Challenge:
Copy out every line of the records below that contains the word "tablet".
— Start of Data supplied —
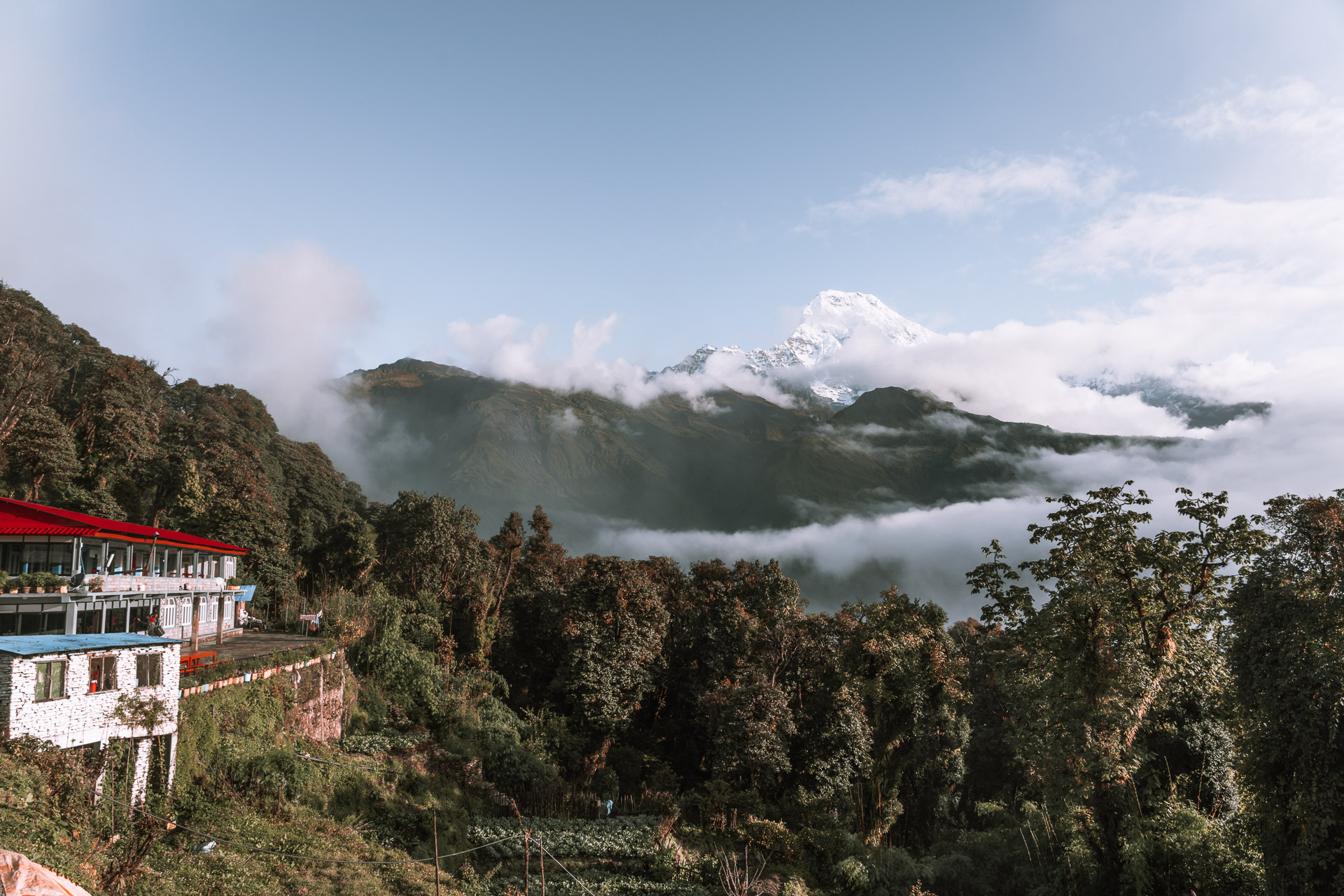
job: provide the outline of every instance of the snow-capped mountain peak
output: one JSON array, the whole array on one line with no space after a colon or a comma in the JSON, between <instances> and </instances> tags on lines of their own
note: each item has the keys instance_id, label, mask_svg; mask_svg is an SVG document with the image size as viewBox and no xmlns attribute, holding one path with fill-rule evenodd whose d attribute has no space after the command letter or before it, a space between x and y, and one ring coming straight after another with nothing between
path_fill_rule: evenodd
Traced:
<instances>
[{"instance_id":1,"label":"snow-capped mountain peak","mask_svg":"<svg viewBox=\"0 0 1344 896\"><path fill-rule=\"evenodd\" d=\"M887 308L876 296L828 289L808 302L797 329L774 348L743 352L737 345L715 348L706 344L663 372L699 373L704 371L710 356L732 355L742 359L742 367L761 376L774 376L774 371L781 368L817 367L833 357L862 329L876 330L892 345L902 347L917 345L934 336L933 330ZM823 377L810 384L810 391L824 402L843 407L851 404L863 390L852 383Z\"/></svg>"}]
</instances>

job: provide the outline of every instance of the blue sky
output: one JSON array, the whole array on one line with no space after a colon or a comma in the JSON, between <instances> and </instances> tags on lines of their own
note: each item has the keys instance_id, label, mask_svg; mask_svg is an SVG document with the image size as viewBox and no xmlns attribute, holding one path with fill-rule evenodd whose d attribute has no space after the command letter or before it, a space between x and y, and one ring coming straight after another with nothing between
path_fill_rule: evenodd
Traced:
<instances>
[{"instance_id":1,"label":"blue sky","mask_svg":"<svg viewBox=\"0 0 1344 896\"><path fill-rule=\"evenodd\" d=\"M353 367L646 400L673 387L644 368L866 292L941 334L855 339L821 373L1187 435L1034 472L1253 512L1344 485L1340 47L1339 0L0 1L0 278L251 388L356 480L358 408L317 388ZM1185 431L1097 376L1273 412ZM954 571L1044 512L613 524L578 548L895 564L957 615L978 602Z\"/></svg>"},{"instance_id":2,"label":"blue sky","mask_svg":"<svg viewBox=\"0 0 1344 896\"><path fill-rule=\"evenodd\" d=\"M1015 159L1129 193L1292 193L1163 120L1247 85L1336 90L1340 5L1117 5L7 4L0 277L187 373L222 285L294 242L374 304L329 372L456 357L448 325L499 313L560 348L616 313L603 356L656 369L777 341L821 289L939 330L1126 308L1142 277L1035 267L1089 200L816 212Z\"/></svg>"}]
</instances>

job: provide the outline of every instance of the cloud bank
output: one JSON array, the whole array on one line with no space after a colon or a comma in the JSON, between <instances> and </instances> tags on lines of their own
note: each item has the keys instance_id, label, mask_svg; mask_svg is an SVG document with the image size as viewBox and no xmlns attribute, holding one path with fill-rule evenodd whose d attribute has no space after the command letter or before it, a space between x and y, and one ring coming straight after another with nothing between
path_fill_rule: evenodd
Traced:
<instances>
[{"instance_id":1,"label":"cloud bank","mask_svg":"<svg viewBox=\"0 0 1344 896\"><path fill-rule=\"evenodd\" d=\"M1289 82L1216 97L1160 124L1196 142L1275 141L1275 163L1314 167L1316 189L1126 193L1116 169L1060 159L871 181L855 196L814 210L813 219L839 226L914 212L965 218L1021 201L1085 204L1091 212L1039 254L1031 275L1044 287L1128 282L1136 298L1128 308L1098 306L1040 325L1005 321L914 347L859 333L821 368L800 371L798 383L835 376L914 387L1000 419L1187 437L1167 450L1097 450L1031 462L1043 480L1073 492L1136 480L1157 500L1153 509L1167 525L1179 524L1171 510L1177 486L1227 489L1235 512L1253 513L1274 494L1344 485L1344 102ZM1273 410L1269 418L1191 431L1137 395L1102 395L1079 384L1138 376L1163 377L1212 402L1270 402ZM716 377L731 382L724 372ZM642 382L641 395L649 388L685 384ZM1023 494L775 532L661 532L598 523L585 541L628 556L778 557L805 580L823 582L821 592L829 595L823 609L837 604L844 587L860 588L855 598L872 598L879 582L899 580L956 617L978 611L961 578L980 562L978 547L999 537L1028 551L1025 525L1047 512L1039 497ZM844 587L828 590L825 580Z\"/></svg>"}]
</instances>

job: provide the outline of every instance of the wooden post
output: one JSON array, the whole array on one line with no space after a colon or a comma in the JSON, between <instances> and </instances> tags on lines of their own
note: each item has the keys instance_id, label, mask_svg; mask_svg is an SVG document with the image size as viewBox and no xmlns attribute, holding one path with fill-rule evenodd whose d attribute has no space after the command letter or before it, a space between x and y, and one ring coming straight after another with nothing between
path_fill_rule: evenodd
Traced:
<instances>
[{"instance_id":1,"label":"wooden post","mask_svg":"<svg viewBox=\"0 0 1344 896\"><path fill-rule=\"evenodd\" d=\"M439 896L439 891L438 891L438 813L434 813L434 896Z\"/></svg>"},{"instance_id":2,"label":"wooden post","mask_svg":"<svg viewBox=\"0 0 1344 896\"><path fill-rule=\"evenodd\" d=\"M220 647L224 643L224 592L219 592L219 614L215 618L215 646Z\"/></svg>"}]
</instances>

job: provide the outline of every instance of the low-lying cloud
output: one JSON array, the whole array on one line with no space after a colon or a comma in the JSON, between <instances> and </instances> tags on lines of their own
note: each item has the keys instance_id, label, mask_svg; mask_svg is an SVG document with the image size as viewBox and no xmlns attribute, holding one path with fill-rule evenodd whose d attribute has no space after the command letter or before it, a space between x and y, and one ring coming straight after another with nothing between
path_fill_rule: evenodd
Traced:
<instances>
[{"instance_id":1,"label":"low-lying cloud","mask_svg":"<svg viewBox=\"0 0 1344 896\"><path fill-rule=\"evenodd\" d=\"M1093 204L1089 219L1040 253L1034 275L1043 286L1083 289L1129 278L1145 292L1129 308L1042 325L1005 321L914 347L860 332L820 368L796 369L796 384L831 377L923 388L1000 419L1181 437L1165 447L1039 453L1021 463L1024 481L1050 482L1056 492L1136 480L1156 498L1163 525L1180 524L1172 510L1179 486L1226 489L1234 512L1243 513L1284 492L1344 486L1344 102L1290 82L1247 87L1163 124L1192 141L1278 141L1278 164L1316 165L1317 187L1282 196L1124 193L1114 169L1054 157L871 181L814 210L813 220L839 226L921 211L965 218L1034 200ZM1085 384L1141 376L1208 402L1269 402L1271 411L1189 430L1138 395L1105 395ZM715 377L732 380L724 371ZM685 387L687 380L656 377L638 394ZM583 540L591 549L685 562L778 557L823 595L824 607L871 599L880 583L899 582L956 617L978 611L962 574L980 562L980 545L997 537L1023 556L1031 551L1025 525L1047 512L1040 497L1023 493L770 532L598 523Z\"/></svg>"}]
</instances>

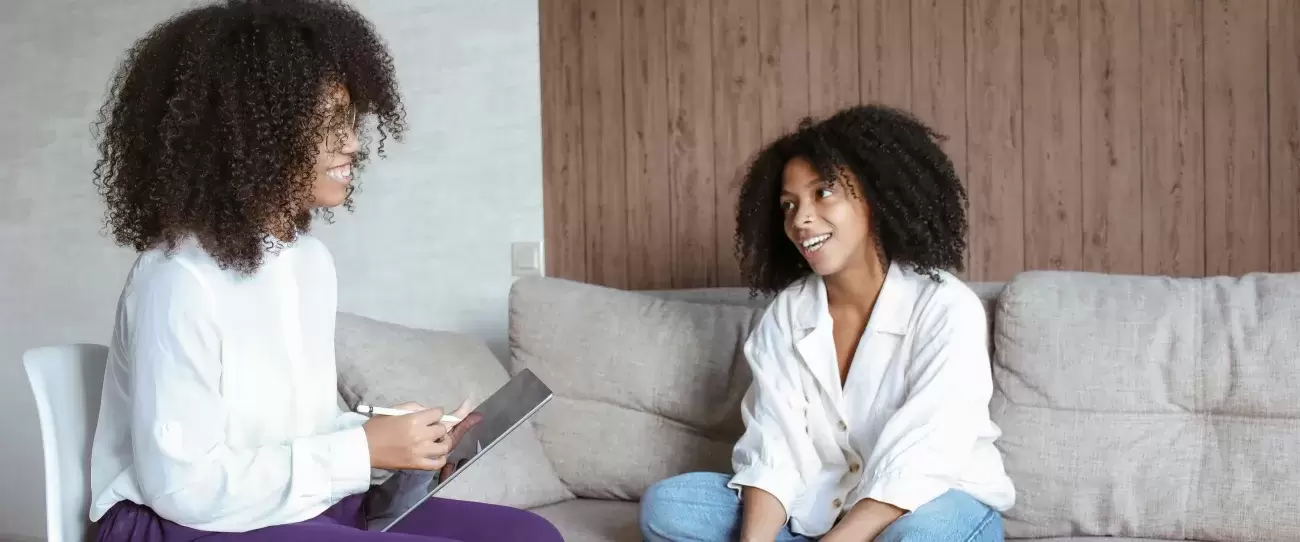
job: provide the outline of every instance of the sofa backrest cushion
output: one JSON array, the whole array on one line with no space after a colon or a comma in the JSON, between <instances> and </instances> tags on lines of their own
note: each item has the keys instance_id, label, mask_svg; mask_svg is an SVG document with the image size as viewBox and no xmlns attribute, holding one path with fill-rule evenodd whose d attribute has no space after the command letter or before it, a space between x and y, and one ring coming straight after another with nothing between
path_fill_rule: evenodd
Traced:
<instances>
[{"instance_id":1,"label":"sofa backrest cushion","mask_svg":"<svg viewBox=\"0 0 1300 542\"><path fill-rule=\"evenodd\" d=\"M750 374L740 347L759 309L701 304L555 278L510 299L511 368L556 394L537 417L555 471L578 497L636 500L688 471L729 471Z\"/></svg>"},{"instance_id":2,"label":"sofa backrest cushion","mask_svg":"<svg viewBox=\"0 0 1300 542\"><path fill-rule=\"evenodd\" d=\"M1300 533L1300 274L1023 273L994 324L1008 537Z\"/></svg>"},{"instance_id":3,"label":"sofa backrest cushion","mask_svg":"<svg viewBox=\"0 0 1300 542\"><path fill-rule=\"evenodd\" d=\"M1001 287L971 286L988 307ZM746 289L519 279L511 370L532 369L558 395L537 426L560 480L578 497L634 500L673 474L731 472L750 385L741 347L768 302Z\"/></svg>"}]
</instances>

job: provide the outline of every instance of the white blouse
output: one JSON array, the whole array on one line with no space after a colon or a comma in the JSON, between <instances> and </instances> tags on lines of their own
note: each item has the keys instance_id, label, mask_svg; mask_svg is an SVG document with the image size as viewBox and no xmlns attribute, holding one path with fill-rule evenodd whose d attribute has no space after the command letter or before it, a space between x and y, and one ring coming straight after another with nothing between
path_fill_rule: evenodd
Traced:
<instances>
[{"instance_id":1,"label":"white blouse","mask_svg":"<svg viewBox=\"0 0 1300 542\"><path fill-rule=\"evenodd\" d=\"M997 511L1014 504L993 446L984 307L940 276L889 266L842 387L823 279L772 300L745 343L754 383L732 489L771 493L809 537L867 498L910 511L957 489Z\"/></svg>"},{"instance_id":2,"label":"white blouse","mask_svg":"<svg viewBox=\"0 0 1300 542\"><path fill-rule=\"evenodd\" d=\"M131 500L244 532L365 491L365 419L337 399L337 296L334 261L311 237L248 277L194 242L142 253L118 300L90 519Z\"/></svg>"}]
</instances>

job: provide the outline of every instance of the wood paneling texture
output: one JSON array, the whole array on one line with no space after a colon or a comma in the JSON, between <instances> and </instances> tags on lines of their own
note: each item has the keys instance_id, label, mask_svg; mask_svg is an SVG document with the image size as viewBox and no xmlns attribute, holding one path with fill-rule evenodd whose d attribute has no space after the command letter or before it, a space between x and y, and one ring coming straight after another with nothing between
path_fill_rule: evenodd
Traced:
<instances>
[{"instance_id":1,"label":"wood paneling texture","mask_svg":"<svg viewBox=\"0 0 1300 542\"><path fill-rule=\"evenodd\" d=\"M942 133L963 277L1300 270L1300 0L541 0L546 268L740 283L759 147L858 103Z\"/></svg>"}]
</instances>

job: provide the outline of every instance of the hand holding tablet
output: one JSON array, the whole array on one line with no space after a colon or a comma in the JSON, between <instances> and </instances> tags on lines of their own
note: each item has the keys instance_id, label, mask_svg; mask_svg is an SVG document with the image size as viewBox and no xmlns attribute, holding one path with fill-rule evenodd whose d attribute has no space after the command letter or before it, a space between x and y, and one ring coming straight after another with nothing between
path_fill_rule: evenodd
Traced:
<instances>
[{"instance_id":1,"label":"hand holding tablet","mask_svg":"<svg viewBox=\"0 0 1300 542\"><path fill-rule=\"evenodd\" d=\"M424 408L419 408L419 406L416 406L413 403L403 403L403 404L400 404L400 407L407 407L407 408L385 408L385 407L372 407L369 404L358 404L356 406L356 412L367 415L367 416L406 416L406 415L413 415L413 413L424 409ZM415 408L411 408L411 407L415 407ZM456 424L459 424L460 420L464 420L465 413L468 413L468 412L469 412L469 399L465 399L464 403L460 403L460 407L456 408L455 412L452 412L450 415L446 415L446 416L442 416L442 420L439 420L439 421L443 422L443 424L448 424L448 429L450 429L450 428L455 426Z\"/></svg>"}]
</instances>

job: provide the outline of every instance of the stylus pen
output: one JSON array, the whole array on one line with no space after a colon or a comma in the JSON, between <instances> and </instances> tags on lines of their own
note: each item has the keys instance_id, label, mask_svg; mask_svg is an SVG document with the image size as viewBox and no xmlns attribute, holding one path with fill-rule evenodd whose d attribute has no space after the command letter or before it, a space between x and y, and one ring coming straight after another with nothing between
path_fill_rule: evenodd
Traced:
<instances>
[{"instance_id":1,"label":"stylus pen","mask_svg":"<svg viewBox=\"0 0 1300 542\"><path fill-rule=\"evenodd\" d=\"M367 416L403 416L415 413L415 411L403 411L400 408L372 407L369 404L358 404L356 412L360 412ZM446 415L439 421L442 421L443 424L459 424L460 419L451 415Z\"/></svg>"}]
</instances>

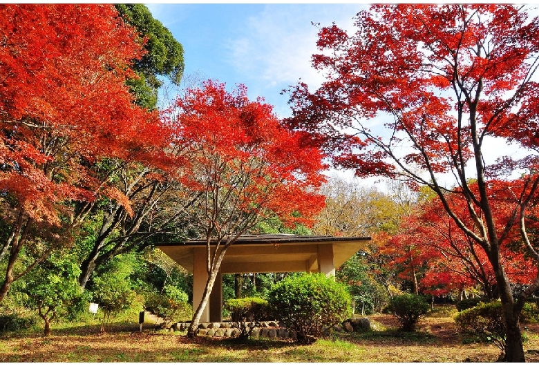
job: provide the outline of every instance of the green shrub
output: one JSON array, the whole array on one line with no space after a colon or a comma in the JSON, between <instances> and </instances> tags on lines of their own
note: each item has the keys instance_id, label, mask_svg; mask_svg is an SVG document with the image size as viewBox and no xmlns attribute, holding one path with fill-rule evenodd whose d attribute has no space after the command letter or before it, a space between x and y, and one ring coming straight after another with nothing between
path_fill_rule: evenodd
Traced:
<instances>
[{"instance_id":1,"label":"green shrub","mask_svg":"<svg viewBox=\"0 0 539 366\"><path fill-rule=\"evenodd\" d=\"M225 309L229 311L241 338L248 338L261 320L267 318L267 301L260 298L229 299L225 302Z\"/></svg>"},{"instance_id":2,"label":"green shrub","mask_svg":"<svg viewBox=\"0 0 539 366\"><path fill-rule=\"evenodd\" d=\"M457 302L457 310L462 311L476 307L480 302L489 302L489 301L490 300L484 298L465 298Z\"/></svg>"},{"instance_id":3,"label":"green shrub","mask_svg":"<svg viewBox=\"0 0 539 366\"><path fill-rule=\"evenodd\" d=\"M26 329L35 323L34 317L23 316L15 312L0 314L0 332Z\"/></svg>"},{"instance_id":4,"label":"green shrub","mask_svg":"<svg viewBox=\"0 0 539 366\"><path fill-rule=\"evenodd\" d=\"M466 309L455 317L459 331L478 336L493 342L505 354L506 332L502 303L481 302Z\"/></svg>"},{"instance_id":5,"label":"green shrub","mask_svg":"<svg viewBox=\"0 0 539 366\"><path fill-rule=\"evenodd\" d=\"M324 329L352 314L352 299L345 286L323 273L285 278L273 287L268 302L276 320L294 331L302 343L314 342Z\"/></svg>"},{"instance_id":6,"label":"green shrub","mask_svg":"<svg viewBox=\"0 0 539 366\"><path fill-rule=\"evenodd\" d=\"M171 323L190 318L193 315L189 296L176 286L167 285L161 293L151 293L146 296L144 308L163 318L160 327L165 328Z\"/></svg>"},{"instance_id":7,"label":"green shrub","mask_svg":"<svg viewBox=\"0 0 539 366\"><path fill-rule=\"evenodd\" d=\"M535 302L526 302L520 313L520 321L523 323L539 322L539 308Z\"/></svg>"},{"instance_id":8,"label":"green shrub","mask_svg":"<svg viewBox=\"0 0 539 366\"><path fill-rule=\"evenodd\" d=\"M389 300L389 309L401 323L404 331L414 331L419 318L428 313L431 305L421 295L405 293Z\"/></svg>"}]
</instances>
— End of Data supplied —
Solution to the exercise:
job: provide the outline of every instance of the hand holding tablet
[{"instance_id":1,"label":"hand holding tablet","mask_svg":"<svg viewBox=\"0 0 1300 542\"><path fill-rule=\"evenodd\" d=\"M424 408L419 408L419 406L416 406L413 403L403 403L403 404L400 404L400 407L407 407L407 408L385 408L385 407L372 407L369 404L358 404L356 406L356 412L367 415L367 416L406 416L406 415L413 415L413 413L424 409ZM415 408L411 408L411 407L415 407ZM456 424L459 424L460 420L464 420L465 413L468 413L468 412L469 412L469 399L465 399L464 403L460 403L460 407L456 408L455 412L452 412L450 415L446 415L446 416L442 416L442 420L439 420L439 421L443 422L443 424L448 424L448 429L450 429L450 428L455 426Z\"/></svg>"}]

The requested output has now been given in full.